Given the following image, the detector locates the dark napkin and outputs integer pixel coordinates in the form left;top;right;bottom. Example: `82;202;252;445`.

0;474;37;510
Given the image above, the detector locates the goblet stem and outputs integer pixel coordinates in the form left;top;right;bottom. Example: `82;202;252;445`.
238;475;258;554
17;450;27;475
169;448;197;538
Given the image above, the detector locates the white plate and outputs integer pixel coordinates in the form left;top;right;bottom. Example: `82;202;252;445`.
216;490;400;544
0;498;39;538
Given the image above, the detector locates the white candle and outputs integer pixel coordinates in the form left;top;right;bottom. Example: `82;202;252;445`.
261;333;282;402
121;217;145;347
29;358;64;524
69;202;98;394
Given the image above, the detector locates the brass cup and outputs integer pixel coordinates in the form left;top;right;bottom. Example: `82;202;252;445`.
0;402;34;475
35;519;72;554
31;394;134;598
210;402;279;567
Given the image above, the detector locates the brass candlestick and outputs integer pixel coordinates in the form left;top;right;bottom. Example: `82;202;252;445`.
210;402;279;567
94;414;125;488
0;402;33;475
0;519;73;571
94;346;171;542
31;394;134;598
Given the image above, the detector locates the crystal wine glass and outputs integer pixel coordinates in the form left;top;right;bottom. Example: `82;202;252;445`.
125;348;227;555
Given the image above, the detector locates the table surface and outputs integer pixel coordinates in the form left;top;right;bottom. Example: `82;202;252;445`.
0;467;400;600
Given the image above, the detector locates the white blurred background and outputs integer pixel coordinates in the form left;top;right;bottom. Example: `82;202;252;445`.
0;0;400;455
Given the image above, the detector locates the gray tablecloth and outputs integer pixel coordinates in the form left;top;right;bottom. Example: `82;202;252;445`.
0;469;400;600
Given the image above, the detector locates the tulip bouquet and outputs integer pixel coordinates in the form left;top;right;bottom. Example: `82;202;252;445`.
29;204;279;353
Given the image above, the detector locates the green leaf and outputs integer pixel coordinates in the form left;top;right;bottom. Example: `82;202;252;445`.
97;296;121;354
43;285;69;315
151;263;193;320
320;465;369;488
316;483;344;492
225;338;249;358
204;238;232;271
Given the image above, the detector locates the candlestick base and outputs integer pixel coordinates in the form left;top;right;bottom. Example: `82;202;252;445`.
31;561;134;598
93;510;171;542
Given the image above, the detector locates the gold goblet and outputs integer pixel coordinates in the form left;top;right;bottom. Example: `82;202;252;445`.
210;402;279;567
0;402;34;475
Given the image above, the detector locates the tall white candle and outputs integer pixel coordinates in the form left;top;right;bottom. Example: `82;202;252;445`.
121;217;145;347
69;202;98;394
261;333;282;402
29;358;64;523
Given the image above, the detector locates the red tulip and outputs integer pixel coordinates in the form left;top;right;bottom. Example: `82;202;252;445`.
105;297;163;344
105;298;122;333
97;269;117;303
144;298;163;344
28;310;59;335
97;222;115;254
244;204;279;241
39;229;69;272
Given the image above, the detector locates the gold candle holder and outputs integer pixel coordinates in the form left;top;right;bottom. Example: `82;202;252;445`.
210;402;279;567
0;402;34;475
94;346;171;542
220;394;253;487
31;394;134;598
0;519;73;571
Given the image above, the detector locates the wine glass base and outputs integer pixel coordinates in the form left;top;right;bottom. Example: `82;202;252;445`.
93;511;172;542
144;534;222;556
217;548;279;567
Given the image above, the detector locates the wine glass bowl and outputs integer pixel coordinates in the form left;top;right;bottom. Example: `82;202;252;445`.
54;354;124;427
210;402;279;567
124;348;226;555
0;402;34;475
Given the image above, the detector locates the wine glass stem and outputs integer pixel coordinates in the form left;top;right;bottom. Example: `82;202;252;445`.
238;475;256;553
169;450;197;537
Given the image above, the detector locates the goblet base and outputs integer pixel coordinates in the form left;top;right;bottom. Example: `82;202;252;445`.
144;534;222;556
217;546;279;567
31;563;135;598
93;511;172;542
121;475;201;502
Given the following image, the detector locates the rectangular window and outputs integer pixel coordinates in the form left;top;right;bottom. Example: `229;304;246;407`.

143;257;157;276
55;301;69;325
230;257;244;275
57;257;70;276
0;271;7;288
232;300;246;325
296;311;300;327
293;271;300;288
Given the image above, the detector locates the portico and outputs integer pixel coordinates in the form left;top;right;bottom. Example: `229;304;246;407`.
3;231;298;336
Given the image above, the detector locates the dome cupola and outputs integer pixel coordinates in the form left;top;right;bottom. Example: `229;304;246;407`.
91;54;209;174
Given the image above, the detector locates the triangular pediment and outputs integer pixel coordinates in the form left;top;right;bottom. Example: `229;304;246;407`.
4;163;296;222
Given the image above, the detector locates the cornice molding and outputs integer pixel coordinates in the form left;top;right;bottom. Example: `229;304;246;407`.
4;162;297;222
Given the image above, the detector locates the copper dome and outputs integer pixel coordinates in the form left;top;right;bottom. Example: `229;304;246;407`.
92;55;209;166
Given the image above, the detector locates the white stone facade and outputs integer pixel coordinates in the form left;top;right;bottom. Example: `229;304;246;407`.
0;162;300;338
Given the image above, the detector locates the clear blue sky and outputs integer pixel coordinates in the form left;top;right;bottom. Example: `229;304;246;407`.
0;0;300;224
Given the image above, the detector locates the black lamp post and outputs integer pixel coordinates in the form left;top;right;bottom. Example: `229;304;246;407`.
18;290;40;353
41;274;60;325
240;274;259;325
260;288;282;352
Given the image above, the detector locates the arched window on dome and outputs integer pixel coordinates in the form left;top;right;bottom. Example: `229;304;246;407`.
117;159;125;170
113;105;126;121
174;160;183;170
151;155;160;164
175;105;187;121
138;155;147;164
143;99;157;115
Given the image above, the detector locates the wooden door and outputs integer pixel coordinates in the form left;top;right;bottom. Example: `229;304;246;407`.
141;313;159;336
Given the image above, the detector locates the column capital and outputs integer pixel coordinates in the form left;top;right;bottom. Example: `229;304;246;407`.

==*==

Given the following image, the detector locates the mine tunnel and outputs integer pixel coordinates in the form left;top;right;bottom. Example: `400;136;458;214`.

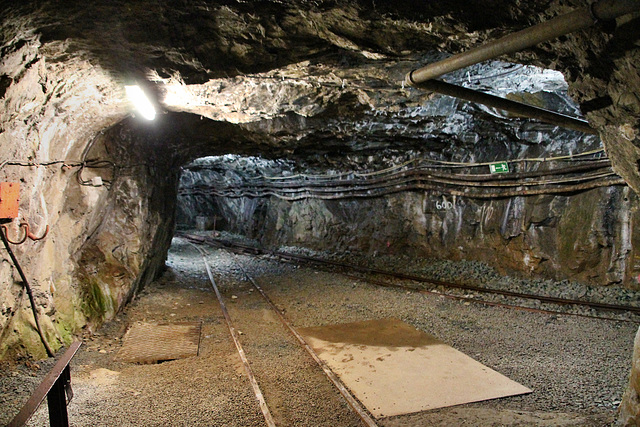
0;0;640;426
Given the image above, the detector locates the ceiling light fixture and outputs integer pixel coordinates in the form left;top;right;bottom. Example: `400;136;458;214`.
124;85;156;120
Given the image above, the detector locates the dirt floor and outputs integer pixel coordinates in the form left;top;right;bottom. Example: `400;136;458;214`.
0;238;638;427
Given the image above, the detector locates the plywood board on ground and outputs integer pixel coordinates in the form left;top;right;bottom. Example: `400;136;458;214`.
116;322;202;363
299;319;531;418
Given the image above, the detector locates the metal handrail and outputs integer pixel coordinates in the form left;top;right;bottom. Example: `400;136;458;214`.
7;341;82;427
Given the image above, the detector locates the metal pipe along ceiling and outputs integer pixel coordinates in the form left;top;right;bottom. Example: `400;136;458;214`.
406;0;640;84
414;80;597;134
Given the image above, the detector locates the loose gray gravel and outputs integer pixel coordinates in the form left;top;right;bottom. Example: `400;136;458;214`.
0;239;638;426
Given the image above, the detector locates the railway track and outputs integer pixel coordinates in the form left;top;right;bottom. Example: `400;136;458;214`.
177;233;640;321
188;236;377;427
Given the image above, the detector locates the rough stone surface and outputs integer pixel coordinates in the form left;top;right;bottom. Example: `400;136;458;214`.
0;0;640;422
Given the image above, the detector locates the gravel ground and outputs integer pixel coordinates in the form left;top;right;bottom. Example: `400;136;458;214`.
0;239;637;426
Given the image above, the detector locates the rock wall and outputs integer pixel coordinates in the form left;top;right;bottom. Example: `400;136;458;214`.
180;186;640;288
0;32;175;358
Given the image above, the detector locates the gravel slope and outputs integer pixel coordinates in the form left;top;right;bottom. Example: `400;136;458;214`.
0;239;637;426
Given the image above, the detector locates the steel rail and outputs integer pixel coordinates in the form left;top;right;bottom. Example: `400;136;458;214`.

==*==

> **Task to carry out**: Revise the listing from the line containing "Given the following image, the detector locates the dark" down to the line containing "169;448;197;538", both included, so that "goblet" becomes "chalice" and nothing else changes. Give only those lines.

> **Result of the task**:
Given the following image, the detector locates the dark napkin and outputs integer pixel coordinates in the form left;top;right;bottom. Example: `82;202;252;445`.

0;474;37;510
Given the image above, the detector locates the chalice stem and outputs integer pixel coordinates in the form left;top;right;bottom. Example: `82;202;252;445`.
238;475;258;554
17;450;27;475
169;448;197;538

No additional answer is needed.